▸ TEXT SEGMENT:
________________
# stereo problems



## rubbamade (Mar 11, 2008)

ok. today i installed a new stereo in my new used 1998 maxima. to start off i couldnt get the damn factory stereo out. the screws mounting it to the center console rack were impossible to remove. after repeatedly stripping every screw in it i finally decided to remove the little storage shelf and put the cd player under the old one. after finally getting the cd player installed i moved to the 6x9's in back. finally got eveything installed. 

i turned it on. it sounded good. until i turned it up. i noticed a loud crackling sound in the NEW rear speakers. 

the head unit is Kenwood KDC-mp205 the 6x9's are Jensen powerplus 693.

the head unit rates at 50x4 the speakers are rated a 80w nominal. i assume that means that the 6x9's operate best at at least 80watts. could the crackling be because my head unit is not supplying enough power to them? 
i noticed that when i connected only one speaker that it sounded fine even when turned up. which leads me more to think this true. since the 100 watts for the back i think would be distributed only to 1 speaker meeting the 80w nominal rating.

it sounds like they are blown when i turn them up. but i am sure they are not since they are brand spankin new.
________________
▸ SUPPLIED MATERIAL:
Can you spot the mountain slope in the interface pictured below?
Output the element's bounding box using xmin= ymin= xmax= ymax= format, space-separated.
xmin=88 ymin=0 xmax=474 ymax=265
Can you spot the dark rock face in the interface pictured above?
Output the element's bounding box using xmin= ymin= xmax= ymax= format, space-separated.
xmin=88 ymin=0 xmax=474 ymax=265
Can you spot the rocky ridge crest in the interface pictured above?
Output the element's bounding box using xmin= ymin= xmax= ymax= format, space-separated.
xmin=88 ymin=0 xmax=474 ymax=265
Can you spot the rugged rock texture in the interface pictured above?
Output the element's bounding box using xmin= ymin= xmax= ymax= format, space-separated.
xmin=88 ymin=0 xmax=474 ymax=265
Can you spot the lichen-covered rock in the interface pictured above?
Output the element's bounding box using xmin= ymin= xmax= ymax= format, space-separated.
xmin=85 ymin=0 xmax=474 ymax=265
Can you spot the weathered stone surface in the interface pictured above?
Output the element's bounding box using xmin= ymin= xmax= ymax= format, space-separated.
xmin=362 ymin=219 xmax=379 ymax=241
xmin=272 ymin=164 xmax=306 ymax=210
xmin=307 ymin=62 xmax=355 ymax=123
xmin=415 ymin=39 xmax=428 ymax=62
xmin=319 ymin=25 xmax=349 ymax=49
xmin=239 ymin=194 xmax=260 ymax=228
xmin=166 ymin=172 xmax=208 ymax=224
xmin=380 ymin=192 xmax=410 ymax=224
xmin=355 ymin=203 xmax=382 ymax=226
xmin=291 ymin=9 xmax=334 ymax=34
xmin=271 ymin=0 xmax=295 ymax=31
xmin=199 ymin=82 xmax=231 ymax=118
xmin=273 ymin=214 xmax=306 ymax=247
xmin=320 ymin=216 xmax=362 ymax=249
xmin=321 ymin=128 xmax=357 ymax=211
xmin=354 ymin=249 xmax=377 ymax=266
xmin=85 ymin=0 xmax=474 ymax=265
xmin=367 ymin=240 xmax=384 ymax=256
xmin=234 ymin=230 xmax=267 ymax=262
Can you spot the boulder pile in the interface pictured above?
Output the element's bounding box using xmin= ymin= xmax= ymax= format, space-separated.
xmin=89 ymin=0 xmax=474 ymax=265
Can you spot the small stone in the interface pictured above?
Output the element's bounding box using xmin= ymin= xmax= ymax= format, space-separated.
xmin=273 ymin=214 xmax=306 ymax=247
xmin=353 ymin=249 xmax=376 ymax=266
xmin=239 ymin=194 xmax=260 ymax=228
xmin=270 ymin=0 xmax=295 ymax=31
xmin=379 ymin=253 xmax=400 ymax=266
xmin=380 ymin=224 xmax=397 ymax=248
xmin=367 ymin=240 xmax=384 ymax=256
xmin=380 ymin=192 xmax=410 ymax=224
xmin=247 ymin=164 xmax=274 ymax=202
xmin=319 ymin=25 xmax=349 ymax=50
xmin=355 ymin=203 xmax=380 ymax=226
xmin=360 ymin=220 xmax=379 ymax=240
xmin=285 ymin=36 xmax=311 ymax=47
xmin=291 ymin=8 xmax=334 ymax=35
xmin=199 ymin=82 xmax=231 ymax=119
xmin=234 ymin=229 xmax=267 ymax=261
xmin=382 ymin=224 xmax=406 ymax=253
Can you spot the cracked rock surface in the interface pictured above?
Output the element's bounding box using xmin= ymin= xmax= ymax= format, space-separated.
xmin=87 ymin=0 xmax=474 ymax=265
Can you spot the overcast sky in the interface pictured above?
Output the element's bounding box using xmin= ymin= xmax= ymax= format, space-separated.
________________
▸ REQUIRED TASKS:
1 - In the stereo problems post, which head unit was installed?
2 - Continue the stereo problems post from the point where it stops.

▸ OUTPUTS IN ORDER:
1 - The Kenwood KDC-mp205.

2 -
any ideas?

do i need to go purchase an amp to power my 6x9's?

please help!


----------



## xortion (Aug 9, 2007)

no, you do not need to purchase an amp.

they could be blown, but more than likely a bad connection somewhere or maybe connected backwards at the speaker


----------



## jhawk (May 2, 2008)

to be honest im willing to bet their blown, i just sold 2 12 inch ev's with the same problem and my buddy bought them and had to recone them becuase they were blown.


----------



## focusedblur (Apr 17, 2008)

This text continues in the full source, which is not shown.